Task to carry out
Please rewrite all the items below, replacing "JSON array" with "list" wherever it occurs and keeping everything else the same.

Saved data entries
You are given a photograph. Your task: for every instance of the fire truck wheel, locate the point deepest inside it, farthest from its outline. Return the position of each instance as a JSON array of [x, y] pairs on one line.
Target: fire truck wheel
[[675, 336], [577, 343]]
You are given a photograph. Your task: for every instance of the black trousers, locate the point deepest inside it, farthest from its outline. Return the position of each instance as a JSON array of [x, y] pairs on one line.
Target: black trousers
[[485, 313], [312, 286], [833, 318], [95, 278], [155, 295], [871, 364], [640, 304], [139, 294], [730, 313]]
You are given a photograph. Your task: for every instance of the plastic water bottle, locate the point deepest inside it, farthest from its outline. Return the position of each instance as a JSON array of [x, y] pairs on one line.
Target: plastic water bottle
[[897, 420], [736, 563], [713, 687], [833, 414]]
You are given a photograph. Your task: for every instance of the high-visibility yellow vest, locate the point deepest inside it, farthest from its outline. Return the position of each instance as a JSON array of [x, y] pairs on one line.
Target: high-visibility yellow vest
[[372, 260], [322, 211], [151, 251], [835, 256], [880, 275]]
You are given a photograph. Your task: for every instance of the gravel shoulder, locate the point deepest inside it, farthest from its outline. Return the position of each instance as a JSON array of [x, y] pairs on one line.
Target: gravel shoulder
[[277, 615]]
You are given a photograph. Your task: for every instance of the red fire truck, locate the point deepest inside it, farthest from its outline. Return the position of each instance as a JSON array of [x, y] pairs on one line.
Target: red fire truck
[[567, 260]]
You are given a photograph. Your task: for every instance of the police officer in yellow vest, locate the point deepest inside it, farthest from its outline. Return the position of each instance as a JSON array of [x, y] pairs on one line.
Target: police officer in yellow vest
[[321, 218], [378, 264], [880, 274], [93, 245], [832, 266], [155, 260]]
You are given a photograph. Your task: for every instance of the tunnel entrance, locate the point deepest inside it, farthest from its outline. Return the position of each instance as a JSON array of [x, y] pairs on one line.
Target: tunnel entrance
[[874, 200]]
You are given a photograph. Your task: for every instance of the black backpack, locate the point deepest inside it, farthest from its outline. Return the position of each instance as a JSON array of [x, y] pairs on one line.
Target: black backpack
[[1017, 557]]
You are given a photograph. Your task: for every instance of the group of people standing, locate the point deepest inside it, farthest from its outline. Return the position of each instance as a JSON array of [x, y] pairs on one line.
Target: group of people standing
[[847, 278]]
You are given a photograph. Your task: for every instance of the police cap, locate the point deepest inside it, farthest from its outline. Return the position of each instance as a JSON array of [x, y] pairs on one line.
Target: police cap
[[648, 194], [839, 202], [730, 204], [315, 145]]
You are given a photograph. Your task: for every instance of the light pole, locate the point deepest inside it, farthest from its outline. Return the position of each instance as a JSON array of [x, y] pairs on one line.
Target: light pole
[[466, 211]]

Result
You are given a photograph. Your task: for every instance of the fire truck wheel, locate the point deepest inside it, farthest from its outline. Return the position of each instance as a list of [x, y] pairs on one line.
Target: fire truck wheel
[[675, 336], [577, 343]]
You are given a photograph. Your task: for every instance of the black trousers, locate the point deepest inside it, farthest from its outline. Return the position of each instance as a list of [x, y] pairs on one line.
Target: black trousers
[[485, 313], [312, 286], [833, 318], [95, 278], [155, 295], [871, 364], [640, 304], [139, 294], [730, 313]]
You are given a photograph. Your task: for every instance of the plastic water bottle, locate the point deepest inside it, farthest from its outline. Return the position of each instance as a list of [x, y] pairs on one line.
Target: plastic water bottle
[[897, 420], [736, 563], [713, 687], [833, 414]]
You are given a photograph. Your task: for every instance of the high-visibility yellow vest, locate the point deepest inside it, farthest from its outline. Return the position of each instance as a list of [x, y] pairs on one line.
Target: high-visibility yellow vest
[[372, 260], [322, 211], [151, 251], [835, 256], [880, 275]]
You are given a photograph. Your task: for every instance of the gravel shoulder, locate the point deepest inside it, farthest from its outline. Return the position of each instance as a list of [x, y] pairs on one line.
Target: gravel shoulder
[[277, 615]]
You are given a photograph. Your task: for every instance of the red fire truck, locate the point deepest inside it, farthest from its outline. Return the position of each instance as a list of [x, y] pairs on one line.
Target: red fire truck
[[567, 260]]
You are given a photograph. Your task: for every instance of the police officer in yellow vest, locate the point deepest inside it, farthest from its outline. Return the position of each instance as a list of [x, y] pairs on one line.
Target: police officer in yellow vest
[[321, 218], [378, 264], [880, 274], [93, 245], [832, 266], [155, 260]]
You are given a photograph. Your task: for every instance of the tunnel entrance, locate the point deepest inside it, farthest from its outline. Return the position of each instance as a list of [x, y] pairs on one line.
Target: tunnel entrance
[[874, 200]]
You are given a photograph. Your task: for every instance of the black backpack, locate the point deepest inside it, farthest from its outline. Return the position of each instance as a list of [x, y] pairs on one line.
Target: black backpack
[[1017, 557]]
You are given a photograph. Your task: for every instance of the group of people standing, locate the point deepest inside it, farthest from its outline. Return the position of each instance as a list of [x, y] pairs on one line.
Target: group of people standing
[[847, 278]]
You are given a photograph. Your task: for every instance of the police cap, locate the point deepest inside it, farthest from its outline. Return the position of each instance as a list of [x, y] pairs on one line.
Target: police cap
[[648, 194], [839, 202], [730, 204], [315, 145]]
You are given a photograph. Your task: for every instance of the light pole, locate the point deepest inside it, farthest from its outline. Return the position of each instance as a list of [x, y] pairs on one line.
Target: light pole
[[466, 211]]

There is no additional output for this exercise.